### Directive:
Select every line of the data below that contains the word "door" and copy each one out.
^^^^
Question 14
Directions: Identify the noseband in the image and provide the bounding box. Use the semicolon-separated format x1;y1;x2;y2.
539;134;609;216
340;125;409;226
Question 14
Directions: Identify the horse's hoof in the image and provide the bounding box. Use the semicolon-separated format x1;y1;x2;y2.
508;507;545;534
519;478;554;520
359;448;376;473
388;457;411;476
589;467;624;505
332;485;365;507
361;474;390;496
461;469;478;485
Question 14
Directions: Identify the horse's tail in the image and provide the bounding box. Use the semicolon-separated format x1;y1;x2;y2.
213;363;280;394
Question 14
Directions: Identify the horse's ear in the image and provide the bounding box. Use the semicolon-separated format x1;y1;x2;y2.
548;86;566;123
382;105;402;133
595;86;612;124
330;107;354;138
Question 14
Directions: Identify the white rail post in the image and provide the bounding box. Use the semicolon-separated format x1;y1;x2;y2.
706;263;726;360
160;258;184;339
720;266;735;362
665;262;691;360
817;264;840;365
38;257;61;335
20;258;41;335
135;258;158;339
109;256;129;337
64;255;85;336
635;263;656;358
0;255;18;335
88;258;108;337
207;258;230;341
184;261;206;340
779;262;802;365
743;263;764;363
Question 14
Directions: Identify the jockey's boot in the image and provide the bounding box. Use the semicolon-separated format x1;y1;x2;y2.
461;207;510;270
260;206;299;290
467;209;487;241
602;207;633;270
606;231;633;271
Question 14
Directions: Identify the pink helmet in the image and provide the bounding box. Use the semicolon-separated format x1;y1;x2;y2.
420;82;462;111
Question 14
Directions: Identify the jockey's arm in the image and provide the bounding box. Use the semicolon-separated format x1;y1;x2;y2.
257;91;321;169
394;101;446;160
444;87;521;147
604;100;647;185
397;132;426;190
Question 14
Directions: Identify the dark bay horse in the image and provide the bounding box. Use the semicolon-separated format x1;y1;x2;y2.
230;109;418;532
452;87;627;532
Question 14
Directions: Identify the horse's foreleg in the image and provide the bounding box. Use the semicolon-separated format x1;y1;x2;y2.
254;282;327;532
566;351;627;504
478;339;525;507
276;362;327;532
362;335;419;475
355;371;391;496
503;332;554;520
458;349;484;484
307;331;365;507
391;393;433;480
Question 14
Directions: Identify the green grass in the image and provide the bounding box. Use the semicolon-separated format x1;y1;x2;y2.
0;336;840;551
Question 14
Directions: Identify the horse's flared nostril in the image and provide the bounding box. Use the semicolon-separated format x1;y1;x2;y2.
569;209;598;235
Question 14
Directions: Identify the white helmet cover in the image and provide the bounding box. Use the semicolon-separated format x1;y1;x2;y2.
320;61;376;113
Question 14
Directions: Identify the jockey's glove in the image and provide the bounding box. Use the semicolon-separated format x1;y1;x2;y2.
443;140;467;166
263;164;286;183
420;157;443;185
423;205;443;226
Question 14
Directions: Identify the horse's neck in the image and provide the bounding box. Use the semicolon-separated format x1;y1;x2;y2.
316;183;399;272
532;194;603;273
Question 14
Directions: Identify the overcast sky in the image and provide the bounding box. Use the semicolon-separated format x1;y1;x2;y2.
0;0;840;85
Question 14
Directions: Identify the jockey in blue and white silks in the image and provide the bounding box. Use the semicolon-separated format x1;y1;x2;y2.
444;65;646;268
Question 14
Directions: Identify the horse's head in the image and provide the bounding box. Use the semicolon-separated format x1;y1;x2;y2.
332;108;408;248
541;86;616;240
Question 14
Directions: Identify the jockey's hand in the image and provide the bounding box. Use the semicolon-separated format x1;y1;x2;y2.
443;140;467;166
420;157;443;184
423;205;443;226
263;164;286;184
^^^^
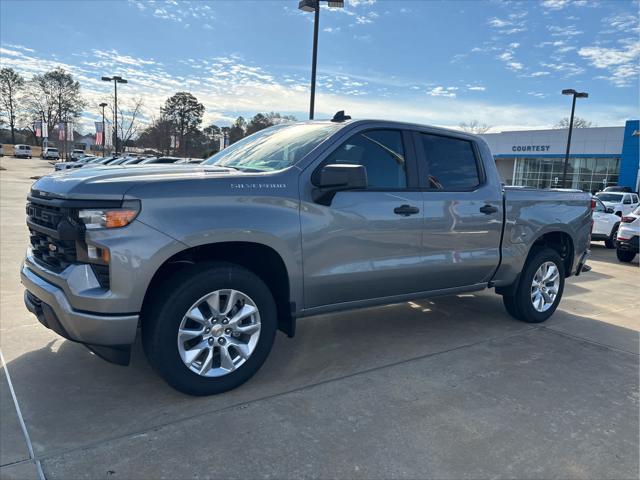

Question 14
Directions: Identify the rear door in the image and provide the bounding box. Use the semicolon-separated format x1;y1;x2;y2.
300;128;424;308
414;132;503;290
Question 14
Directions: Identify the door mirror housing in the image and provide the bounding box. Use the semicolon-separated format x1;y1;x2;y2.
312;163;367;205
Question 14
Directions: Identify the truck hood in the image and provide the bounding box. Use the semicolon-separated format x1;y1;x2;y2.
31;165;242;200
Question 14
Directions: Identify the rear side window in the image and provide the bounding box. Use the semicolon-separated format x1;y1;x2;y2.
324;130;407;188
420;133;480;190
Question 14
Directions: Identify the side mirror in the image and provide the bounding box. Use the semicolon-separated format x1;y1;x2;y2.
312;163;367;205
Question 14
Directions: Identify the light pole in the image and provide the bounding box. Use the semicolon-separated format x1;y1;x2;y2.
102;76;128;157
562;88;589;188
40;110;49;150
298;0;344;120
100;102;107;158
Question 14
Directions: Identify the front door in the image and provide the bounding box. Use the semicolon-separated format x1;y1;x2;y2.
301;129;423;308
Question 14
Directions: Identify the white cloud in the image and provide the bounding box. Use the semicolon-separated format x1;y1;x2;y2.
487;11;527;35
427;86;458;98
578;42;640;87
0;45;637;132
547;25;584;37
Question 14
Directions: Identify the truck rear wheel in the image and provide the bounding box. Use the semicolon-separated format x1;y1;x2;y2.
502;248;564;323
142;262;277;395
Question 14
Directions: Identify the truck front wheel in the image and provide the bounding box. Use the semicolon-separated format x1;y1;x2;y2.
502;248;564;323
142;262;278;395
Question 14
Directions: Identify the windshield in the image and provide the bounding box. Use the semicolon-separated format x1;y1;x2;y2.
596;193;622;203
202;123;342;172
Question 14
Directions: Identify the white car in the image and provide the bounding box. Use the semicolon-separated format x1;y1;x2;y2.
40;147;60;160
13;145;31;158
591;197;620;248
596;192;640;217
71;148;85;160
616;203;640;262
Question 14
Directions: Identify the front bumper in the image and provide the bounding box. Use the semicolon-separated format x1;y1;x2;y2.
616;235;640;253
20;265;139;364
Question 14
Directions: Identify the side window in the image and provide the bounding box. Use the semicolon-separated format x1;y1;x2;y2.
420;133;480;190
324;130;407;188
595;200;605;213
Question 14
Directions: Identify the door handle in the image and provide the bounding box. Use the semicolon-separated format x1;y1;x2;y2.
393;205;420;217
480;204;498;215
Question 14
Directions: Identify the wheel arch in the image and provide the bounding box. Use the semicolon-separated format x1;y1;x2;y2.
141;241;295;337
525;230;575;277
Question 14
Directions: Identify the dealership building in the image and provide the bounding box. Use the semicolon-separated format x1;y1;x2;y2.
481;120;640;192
^^^^
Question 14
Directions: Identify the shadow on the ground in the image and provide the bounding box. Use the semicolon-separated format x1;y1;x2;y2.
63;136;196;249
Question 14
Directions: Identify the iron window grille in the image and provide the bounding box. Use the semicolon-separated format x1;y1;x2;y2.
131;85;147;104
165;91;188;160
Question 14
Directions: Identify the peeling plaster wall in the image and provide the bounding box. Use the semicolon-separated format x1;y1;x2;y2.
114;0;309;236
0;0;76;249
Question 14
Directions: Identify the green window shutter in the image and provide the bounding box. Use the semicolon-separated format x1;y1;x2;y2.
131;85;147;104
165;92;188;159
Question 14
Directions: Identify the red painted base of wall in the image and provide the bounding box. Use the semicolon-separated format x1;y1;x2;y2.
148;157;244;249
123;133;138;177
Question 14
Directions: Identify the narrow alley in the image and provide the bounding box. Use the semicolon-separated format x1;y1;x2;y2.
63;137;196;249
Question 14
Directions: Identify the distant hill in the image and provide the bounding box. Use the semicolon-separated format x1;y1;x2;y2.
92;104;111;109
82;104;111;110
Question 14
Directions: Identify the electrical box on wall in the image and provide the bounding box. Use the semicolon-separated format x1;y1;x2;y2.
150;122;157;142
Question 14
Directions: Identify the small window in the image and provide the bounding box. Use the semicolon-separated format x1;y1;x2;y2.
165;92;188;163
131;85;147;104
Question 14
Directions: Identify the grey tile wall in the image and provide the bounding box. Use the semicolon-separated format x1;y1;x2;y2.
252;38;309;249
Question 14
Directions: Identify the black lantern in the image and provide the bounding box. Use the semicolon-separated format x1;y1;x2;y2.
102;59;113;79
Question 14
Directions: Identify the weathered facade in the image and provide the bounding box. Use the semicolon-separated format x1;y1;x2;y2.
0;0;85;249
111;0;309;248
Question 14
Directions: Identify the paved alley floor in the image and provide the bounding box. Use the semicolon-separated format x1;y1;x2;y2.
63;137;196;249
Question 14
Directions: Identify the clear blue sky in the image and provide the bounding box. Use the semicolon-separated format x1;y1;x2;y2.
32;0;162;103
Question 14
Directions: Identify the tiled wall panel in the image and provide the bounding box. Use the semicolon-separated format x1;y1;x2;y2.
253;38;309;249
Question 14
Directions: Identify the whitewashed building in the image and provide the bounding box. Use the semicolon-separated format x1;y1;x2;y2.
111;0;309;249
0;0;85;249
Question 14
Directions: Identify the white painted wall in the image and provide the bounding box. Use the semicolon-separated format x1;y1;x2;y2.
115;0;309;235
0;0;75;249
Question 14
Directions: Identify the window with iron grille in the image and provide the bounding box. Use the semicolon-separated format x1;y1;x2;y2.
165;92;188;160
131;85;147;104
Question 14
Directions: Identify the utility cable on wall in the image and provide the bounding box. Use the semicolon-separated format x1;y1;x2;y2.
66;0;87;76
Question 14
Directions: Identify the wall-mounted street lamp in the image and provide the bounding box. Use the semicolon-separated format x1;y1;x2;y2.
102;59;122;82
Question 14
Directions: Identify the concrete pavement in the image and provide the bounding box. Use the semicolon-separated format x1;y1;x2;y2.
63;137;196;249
^^^^
### Complete output:
Directions: Identify the rear door in the image and provide the bounding box. Use the semicolon-separated format x1;y1;x2;y2.
Directions: Identify the door mirror housing in the image and provide the bounding box. Use the semicolon-separated format x1;y1;x2;y2.
Directions: Identify the front door in the image and provide the bounding box. Use the semicolon-separated format x1;y1;x2;y2.
Directions: Identify the door handle in the image and provide the bounding box. Use the semicolon-separated format x1;y1;x2;y2.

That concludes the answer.